• _Requirement 1_: In the blog post, where and on what date was the article on building something from nothing first published?

• _Text passage_:
Showing posts with label Creativity. Show all posts
Showing posts with label Creativity. Show all posts

Sunday, June 27, 2021

Build something that matters

The most highly funded startups by state.


Years ago I wrote an article about building something from nothing.  Years later that doesn't cut it. It isn't enough to just build something. You have to build something significant and profound.

There many startups at Carnegie Mellon University, the world's leading institution for artificial intelligence. When you talk to the people building them, you'll quickly realize that these people rarely think about the business - they are thinking about the technology. These companies consist of a magical sensor, a web of sensors, or stream of data. These companies assume that customers exist who need such magical sensors. Sometimes it is true. Sometimes people really do need that missing piece of data. But many times, only one person needed it. 

Designing the business is altogether different. In many ways, a great business doesn't require a great technology. Often the business model is really old.  Buy low and sell high. Information arbitrage. If you can find the business model that has always worked then accelerate it with novel technology, it will probably work. Why? Because people are usually getting something they can't get somewhere else. They are getting something special. The transaction is faster, but the product actually matters.

So do that. Build things that matter.

Friday, March 12, 2021

How to Build Something from Nothing

 


The article was initially published on 1/27/16 at www.humanitarianspace.com. It has been relocated here for continuity. 

Trying to explain my day job to the American Geographical Society at Geo2050. November 2015.
Everyday I have to give someone a 15 second summary of what I do for a living.  I often have to say it about 3 or 4 times a day, and depending on who I am talking to, the language shifts a little. Also, every year this task gets more difficult because its isn't always clear if I should describe what I've done, what I am doing now, or what I would like to do in the near future. 

These days it comes out something like "I specialize in designing technologies and processes that shift deeply entrenched problems" and then a rambling line with "...  cities...wars... robots... digital ethnography... machine learning... geospatial technology." 

This is clearly a terrible introduction.

In general terms, I solve really hard problems for others, but it is hard to explain everything in 7 seconds because while the problems are constant, their workings change, and in response my skills change at a rapid pace.  In 2010 I was entirely focussed on postwar reconstruction. A year ago I founded a fast-growing technology company that mobilizes breakthroughs in robotics for processing unstructured data.  Today I work with the White House Innovation Fellows as an innovation specialist, ripping through complex public problems from veterans services to cybersecurity with big transformative leaps.

• _Requirement 2_: List every line of the records below that contains the string "noun". Case counts.

• _Material_:
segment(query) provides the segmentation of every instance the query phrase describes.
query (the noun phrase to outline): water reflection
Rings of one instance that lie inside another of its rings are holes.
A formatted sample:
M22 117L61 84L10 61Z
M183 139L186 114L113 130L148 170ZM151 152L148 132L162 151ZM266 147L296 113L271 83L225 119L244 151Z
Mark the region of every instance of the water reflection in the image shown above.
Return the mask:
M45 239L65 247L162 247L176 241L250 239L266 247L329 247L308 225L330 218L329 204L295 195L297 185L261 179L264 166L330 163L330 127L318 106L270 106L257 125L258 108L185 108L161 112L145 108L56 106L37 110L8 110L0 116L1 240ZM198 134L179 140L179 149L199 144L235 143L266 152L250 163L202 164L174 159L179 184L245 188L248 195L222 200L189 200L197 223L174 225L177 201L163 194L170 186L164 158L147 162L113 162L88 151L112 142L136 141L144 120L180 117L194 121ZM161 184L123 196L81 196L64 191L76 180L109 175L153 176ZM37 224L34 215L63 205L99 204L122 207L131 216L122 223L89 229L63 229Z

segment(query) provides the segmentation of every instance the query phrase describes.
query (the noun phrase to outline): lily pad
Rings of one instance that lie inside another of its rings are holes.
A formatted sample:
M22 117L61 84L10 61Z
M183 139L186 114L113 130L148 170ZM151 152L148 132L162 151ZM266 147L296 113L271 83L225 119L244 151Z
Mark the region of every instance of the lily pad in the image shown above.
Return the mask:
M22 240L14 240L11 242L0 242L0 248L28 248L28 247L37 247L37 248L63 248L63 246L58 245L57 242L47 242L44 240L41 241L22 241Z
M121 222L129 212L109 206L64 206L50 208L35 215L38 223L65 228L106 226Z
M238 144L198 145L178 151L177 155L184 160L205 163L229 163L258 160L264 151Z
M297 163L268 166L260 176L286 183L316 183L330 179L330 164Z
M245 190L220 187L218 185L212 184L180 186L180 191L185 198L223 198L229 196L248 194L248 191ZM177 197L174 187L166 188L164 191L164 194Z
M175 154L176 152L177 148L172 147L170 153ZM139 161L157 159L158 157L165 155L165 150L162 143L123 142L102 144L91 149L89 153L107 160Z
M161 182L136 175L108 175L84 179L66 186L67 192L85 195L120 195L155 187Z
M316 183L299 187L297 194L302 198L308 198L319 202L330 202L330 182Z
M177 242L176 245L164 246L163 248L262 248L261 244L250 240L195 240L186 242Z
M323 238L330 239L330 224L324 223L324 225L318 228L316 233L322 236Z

• _Task output 1_: It was first published on 1/27/16 at www.humanitarianspace.com.

• _Task output 2_:
query (the noun phrase to outline): water reflection
query (the noun phrase to outline): lily pad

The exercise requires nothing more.